# What you need to do
Return every line from the records below that has the word "blurred".

# Segmentation mask data

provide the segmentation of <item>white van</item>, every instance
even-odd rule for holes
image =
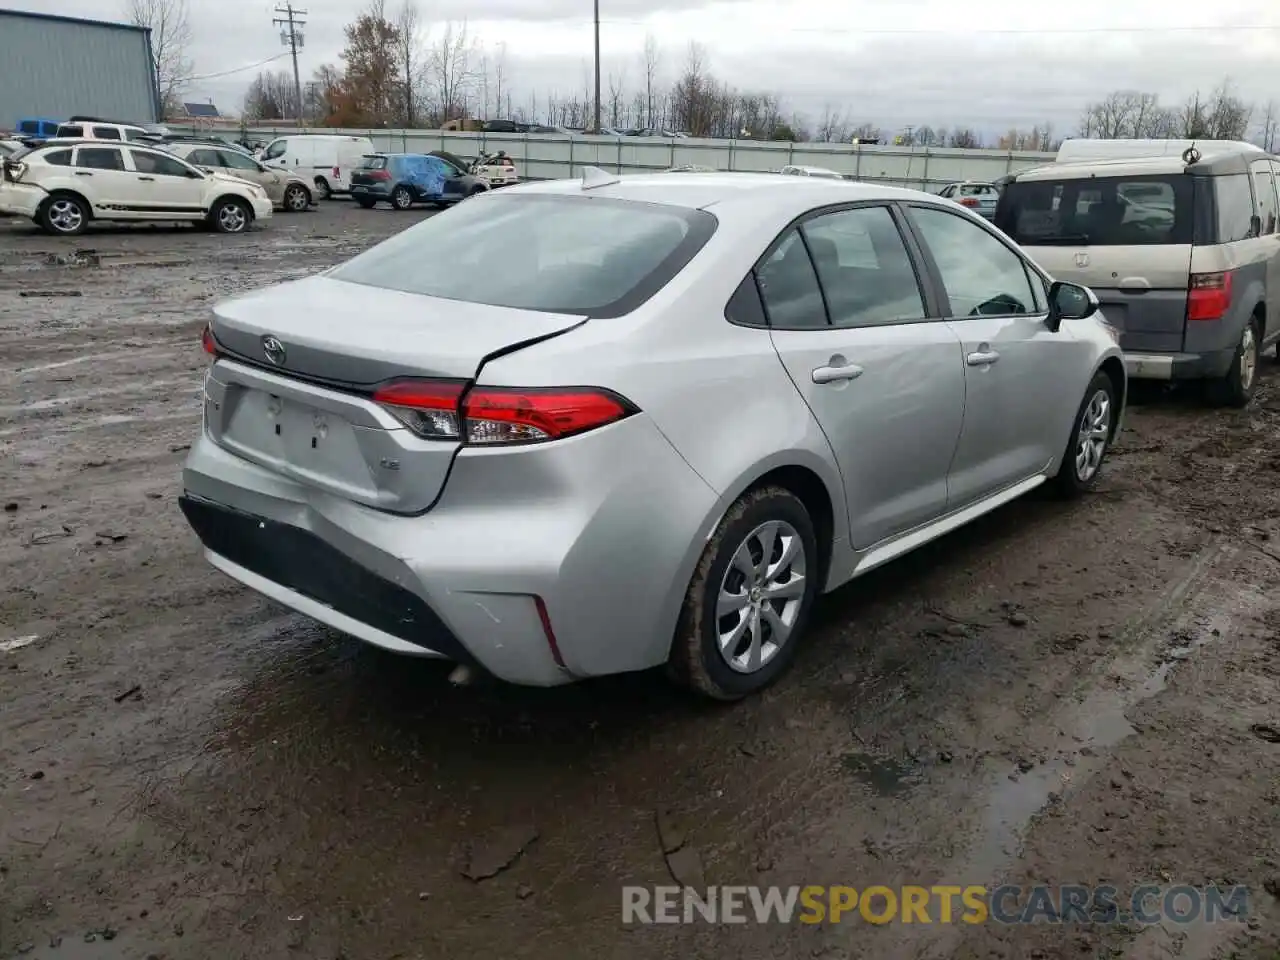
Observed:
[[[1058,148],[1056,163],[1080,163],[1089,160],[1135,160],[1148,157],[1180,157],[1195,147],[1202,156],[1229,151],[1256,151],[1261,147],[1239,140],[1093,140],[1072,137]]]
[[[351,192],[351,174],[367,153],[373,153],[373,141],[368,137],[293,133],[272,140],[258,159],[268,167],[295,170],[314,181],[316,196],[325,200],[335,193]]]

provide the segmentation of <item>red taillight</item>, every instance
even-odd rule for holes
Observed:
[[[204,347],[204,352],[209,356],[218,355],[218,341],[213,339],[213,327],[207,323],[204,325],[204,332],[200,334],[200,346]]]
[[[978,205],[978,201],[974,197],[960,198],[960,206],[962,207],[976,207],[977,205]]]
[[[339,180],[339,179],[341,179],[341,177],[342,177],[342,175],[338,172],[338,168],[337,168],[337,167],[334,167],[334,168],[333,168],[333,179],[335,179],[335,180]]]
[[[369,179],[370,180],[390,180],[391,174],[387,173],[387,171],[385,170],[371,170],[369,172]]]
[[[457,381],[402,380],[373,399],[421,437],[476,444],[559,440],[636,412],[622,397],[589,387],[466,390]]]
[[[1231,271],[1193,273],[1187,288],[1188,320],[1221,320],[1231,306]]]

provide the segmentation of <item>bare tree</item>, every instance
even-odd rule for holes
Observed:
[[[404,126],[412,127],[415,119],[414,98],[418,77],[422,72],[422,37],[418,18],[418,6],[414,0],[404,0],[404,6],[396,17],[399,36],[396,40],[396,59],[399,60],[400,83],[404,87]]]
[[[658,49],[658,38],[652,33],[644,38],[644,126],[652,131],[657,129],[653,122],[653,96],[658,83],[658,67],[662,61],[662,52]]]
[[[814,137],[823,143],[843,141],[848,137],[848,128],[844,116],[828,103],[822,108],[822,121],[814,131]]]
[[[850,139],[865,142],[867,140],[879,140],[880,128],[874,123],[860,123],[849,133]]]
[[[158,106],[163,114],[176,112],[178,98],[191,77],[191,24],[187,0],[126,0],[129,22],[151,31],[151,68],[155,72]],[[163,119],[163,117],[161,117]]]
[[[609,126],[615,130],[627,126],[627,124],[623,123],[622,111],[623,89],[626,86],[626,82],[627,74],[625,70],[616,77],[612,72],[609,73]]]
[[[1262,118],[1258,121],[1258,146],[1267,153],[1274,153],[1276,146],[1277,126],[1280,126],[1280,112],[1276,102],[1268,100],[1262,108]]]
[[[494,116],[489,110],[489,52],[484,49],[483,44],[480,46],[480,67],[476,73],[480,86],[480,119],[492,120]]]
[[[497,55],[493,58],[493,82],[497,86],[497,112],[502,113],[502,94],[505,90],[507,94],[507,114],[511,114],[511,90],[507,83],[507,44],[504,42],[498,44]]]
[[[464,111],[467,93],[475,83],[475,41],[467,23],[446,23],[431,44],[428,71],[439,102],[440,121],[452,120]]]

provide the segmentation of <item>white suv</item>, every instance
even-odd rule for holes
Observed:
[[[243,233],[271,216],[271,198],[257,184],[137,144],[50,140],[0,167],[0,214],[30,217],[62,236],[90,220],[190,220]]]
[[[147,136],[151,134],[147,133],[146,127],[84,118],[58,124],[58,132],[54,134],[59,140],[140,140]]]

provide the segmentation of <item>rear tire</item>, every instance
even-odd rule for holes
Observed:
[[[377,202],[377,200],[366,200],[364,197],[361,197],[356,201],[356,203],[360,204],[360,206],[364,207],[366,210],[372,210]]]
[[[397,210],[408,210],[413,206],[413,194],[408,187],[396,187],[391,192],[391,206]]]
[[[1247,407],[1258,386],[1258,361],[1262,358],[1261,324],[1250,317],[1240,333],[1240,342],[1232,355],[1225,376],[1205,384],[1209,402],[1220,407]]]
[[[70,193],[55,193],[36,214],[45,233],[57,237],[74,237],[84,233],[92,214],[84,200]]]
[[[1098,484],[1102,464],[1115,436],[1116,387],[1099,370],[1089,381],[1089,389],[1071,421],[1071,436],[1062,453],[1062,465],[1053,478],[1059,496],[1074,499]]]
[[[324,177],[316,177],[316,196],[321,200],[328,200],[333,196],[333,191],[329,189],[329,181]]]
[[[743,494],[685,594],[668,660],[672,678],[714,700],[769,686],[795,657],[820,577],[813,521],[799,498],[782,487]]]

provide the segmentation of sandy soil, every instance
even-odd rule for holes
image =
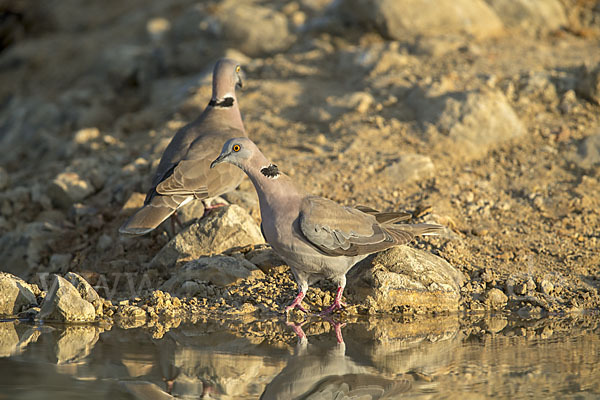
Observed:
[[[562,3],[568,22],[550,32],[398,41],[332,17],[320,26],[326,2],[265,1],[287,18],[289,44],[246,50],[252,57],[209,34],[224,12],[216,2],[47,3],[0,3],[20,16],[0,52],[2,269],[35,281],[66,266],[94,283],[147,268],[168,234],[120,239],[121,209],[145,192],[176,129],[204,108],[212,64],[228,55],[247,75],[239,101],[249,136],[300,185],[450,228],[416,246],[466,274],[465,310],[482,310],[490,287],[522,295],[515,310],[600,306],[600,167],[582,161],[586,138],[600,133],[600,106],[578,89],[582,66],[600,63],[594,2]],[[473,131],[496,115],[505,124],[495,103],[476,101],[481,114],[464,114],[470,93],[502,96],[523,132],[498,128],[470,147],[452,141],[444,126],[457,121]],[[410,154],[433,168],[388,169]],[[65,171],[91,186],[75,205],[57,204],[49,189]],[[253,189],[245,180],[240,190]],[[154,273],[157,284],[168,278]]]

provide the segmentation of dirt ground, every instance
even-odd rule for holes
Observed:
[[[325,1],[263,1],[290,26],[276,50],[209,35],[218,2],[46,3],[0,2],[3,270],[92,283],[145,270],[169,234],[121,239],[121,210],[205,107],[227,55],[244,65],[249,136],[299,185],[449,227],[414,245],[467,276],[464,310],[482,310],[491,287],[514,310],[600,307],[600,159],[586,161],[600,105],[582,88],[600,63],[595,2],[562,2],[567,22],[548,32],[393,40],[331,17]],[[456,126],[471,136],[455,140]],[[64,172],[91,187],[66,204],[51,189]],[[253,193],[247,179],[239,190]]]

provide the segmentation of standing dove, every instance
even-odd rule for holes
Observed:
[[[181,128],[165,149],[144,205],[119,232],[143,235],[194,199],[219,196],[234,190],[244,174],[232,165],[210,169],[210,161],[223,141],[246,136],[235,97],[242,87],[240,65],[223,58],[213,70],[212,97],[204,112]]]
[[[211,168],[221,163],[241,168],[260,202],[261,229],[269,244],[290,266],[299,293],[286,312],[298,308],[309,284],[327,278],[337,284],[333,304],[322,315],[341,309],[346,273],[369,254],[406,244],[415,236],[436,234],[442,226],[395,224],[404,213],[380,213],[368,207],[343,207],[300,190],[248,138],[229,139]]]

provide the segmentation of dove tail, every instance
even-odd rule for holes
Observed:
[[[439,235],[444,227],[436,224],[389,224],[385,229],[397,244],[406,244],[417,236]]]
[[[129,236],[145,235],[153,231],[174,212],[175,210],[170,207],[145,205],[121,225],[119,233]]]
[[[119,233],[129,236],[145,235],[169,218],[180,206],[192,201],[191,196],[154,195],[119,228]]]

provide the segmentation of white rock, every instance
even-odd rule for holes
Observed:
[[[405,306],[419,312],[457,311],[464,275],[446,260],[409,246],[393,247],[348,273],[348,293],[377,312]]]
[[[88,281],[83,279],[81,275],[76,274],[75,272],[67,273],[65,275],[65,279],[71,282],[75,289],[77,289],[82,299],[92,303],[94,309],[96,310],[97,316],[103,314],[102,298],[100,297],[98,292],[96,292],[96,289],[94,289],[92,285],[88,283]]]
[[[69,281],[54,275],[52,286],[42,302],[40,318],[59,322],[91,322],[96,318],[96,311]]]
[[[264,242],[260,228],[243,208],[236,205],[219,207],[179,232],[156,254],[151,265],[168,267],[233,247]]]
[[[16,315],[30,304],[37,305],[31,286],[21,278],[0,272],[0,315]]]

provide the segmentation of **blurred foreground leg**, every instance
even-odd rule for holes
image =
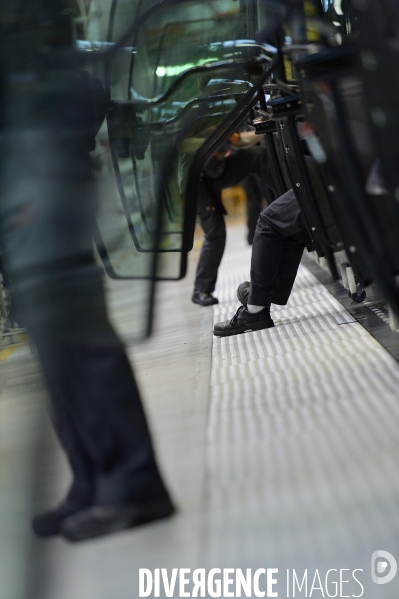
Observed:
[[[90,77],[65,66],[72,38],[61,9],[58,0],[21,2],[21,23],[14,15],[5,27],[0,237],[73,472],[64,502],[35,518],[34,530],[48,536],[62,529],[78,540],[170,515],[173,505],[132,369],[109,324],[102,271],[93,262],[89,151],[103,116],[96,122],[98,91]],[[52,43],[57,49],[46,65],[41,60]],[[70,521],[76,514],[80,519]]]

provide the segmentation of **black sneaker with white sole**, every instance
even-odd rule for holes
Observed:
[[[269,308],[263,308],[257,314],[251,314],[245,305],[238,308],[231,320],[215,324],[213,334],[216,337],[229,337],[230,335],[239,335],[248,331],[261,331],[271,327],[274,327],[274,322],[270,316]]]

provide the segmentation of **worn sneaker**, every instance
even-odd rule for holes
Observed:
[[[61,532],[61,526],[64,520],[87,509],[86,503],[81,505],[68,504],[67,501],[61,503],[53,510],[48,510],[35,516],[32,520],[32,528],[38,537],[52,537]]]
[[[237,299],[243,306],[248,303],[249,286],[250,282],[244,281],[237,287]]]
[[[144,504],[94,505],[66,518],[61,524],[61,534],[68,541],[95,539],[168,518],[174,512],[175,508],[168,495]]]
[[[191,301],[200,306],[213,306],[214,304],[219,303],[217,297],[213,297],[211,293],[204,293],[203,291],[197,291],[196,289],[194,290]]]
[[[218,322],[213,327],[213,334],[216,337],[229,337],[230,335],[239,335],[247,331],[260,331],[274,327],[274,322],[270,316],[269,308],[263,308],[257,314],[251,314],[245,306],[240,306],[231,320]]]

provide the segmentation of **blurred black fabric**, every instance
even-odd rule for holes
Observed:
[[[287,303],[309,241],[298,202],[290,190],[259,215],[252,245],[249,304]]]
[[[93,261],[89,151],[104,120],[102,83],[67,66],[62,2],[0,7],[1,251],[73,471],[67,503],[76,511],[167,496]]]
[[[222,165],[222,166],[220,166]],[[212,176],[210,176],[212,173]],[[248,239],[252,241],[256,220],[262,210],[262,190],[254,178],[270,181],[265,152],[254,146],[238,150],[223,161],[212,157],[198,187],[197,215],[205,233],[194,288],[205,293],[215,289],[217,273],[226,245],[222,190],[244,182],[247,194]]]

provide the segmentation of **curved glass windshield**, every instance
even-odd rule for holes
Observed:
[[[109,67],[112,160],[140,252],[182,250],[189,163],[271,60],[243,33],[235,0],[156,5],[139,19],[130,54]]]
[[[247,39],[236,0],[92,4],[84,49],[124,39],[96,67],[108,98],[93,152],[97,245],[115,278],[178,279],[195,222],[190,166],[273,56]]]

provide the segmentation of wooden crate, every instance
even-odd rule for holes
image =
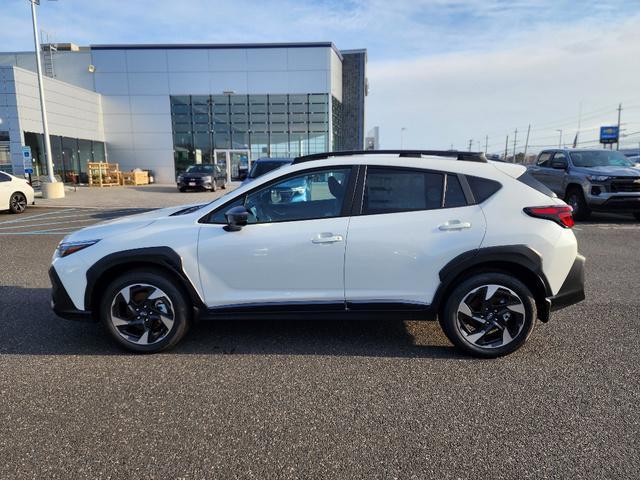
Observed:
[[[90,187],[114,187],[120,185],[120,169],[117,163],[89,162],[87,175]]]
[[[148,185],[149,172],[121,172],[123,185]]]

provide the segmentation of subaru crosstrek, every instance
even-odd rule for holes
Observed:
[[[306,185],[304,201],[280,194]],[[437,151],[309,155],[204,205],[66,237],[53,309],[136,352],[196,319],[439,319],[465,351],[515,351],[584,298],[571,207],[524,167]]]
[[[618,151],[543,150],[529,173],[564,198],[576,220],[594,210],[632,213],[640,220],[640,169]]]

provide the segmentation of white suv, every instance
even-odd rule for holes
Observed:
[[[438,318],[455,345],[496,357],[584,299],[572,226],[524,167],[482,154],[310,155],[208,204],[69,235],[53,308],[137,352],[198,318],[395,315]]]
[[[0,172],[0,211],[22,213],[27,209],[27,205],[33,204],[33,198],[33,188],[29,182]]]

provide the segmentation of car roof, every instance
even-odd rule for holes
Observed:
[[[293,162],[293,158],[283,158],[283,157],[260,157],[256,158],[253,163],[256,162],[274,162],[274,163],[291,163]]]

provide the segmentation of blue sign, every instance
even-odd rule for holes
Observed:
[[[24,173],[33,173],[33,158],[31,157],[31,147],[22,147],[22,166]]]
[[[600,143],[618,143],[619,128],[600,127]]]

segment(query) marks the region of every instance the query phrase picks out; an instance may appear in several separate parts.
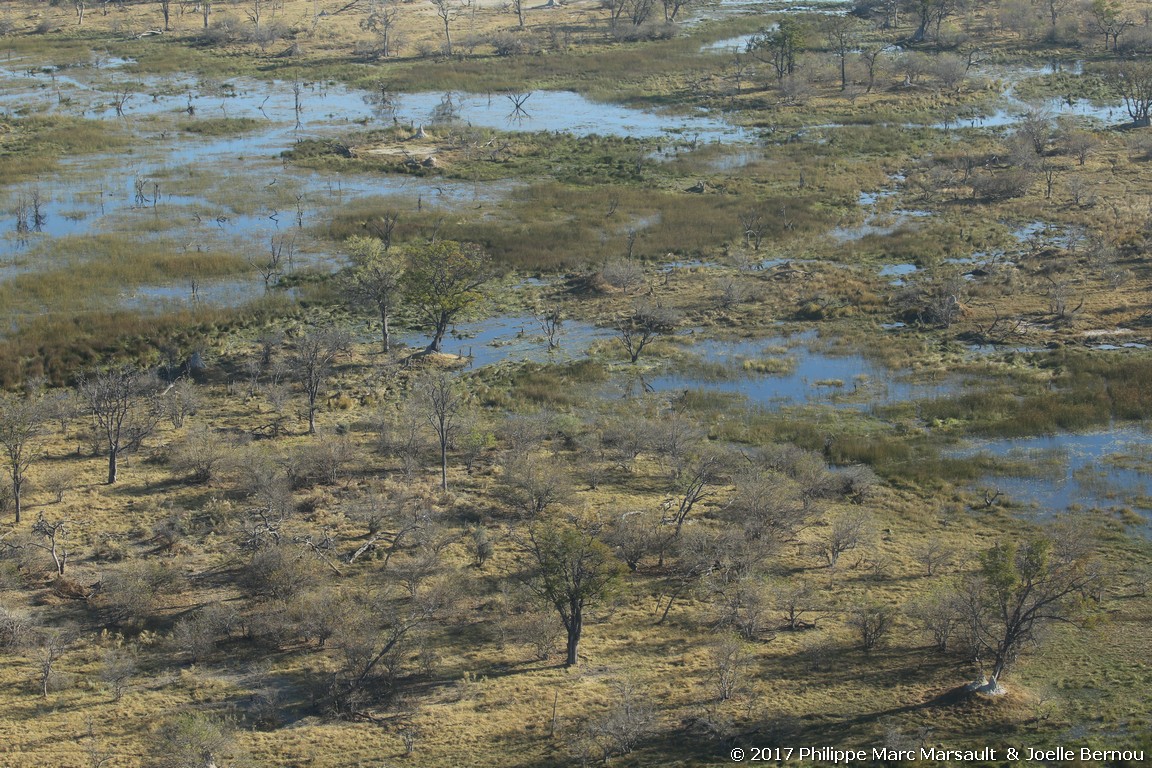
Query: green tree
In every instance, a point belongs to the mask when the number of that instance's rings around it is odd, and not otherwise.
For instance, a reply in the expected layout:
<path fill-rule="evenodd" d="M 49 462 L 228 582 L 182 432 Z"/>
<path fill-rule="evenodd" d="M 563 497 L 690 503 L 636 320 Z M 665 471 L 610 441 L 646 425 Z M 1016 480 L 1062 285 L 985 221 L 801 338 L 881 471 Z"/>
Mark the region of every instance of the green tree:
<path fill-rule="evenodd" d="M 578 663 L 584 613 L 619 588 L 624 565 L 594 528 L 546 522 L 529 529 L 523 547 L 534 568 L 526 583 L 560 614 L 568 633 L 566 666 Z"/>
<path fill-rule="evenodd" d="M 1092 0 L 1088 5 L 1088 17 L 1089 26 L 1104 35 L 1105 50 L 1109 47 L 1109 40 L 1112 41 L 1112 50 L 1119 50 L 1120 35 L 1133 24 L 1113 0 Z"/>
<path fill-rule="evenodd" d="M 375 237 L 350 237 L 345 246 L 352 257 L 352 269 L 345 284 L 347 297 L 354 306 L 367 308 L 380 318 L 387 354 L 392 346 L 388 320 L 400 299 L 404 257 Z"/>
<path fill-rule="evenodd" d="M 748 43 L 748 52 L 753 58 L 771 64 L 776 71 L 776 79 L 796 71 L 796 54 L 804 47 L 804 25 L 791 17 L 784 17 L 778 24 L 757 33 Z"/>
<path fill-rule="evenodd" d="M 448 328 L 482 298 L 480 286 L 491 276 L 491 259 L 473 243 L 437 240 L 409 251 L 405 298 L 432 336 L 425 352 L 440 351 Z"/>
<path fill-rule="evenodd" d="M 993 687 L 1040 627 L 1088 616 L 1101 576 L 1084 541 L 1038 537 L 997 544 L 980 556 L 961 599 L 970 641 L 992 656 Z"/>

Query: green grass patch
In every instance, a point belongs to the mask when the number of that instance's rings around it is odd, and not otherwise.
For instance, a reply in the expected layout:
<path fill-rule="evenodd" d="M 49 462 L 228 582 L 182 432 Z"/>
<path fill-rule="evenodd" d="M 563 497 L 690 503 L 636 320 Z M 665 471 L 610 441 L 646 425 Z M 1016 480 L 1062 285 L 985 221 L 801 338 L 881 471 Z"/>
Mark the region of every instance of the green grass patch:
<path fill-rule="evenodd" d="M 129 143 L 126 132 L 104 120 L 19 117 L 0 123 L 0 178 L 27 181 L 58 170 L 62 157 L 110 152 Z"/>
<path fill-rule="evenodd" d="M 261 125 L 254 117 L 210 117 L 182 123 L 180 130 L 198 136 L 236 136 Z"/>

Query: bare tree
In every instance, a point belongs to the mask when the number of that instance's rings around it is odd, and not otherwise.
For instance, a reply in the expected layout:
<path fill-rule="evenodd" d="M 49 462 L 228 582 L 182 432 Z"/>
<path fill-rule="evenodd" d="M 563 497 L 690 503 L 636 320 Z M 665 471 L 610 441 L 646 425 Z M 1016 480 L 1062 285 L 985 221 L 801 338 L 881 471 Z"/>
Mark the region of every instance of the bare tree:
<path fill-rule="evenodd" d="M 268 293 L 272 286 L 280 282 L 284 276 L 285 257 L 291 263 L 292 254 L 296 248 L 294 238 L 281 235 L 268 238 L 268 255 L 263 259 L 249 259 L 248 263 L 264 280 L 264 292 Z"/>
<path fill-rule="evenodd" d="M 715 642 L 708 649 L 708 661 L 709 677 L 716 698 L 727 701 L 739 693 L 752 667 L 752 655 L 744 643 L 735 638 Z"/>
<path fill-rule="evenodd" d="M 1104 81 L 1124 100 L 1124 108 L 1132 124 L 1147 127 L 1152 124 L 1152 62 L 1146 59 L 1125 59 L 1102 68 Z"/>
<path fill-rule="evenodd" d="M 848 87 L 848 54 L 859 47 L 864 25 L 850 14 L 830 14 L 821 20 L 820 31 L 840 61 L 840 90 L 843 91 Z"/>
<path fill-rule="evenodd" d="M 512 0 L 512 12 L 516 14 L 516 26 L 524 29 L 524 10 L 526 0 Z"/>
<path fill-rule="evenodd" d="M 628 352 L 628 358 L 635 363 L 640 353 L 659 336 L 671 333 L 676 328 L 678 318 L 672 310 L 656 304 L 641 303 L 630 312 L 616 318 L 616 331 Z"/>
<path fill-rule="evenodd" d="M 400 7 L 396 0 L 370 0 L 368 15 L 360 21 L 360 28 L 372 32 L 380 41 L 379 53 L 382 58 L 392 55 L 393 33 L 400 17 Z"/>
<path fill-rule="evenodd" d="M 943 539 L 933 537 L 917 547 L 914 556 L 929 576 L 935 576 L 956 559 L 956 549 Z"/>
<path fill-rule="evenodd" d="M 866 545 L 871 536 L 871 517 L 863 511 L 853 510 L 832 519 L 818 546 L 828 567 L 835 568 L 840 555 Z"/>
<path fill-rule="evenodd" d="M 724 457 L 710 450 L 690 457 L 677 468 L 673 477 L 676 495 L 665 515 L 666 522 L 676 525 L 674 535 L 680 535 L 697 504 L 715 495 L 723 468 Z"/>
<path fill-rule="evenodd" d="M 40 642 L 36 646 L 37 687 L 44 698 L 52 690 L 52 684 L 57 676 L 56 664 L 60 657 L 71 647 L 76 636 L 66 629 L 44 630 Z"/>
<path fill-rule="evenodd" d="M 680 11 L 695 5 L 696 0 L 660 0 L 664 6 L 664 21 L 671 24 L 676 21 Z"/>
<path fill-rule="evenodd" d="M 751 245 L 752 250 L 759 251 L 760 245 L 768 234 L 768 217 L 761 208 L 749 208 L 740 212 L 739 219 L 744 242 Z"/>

# Response box
provide the segmentation of **blurred foreground leg**, every instance
provide the segmentation of **blurred black fabric**, every instance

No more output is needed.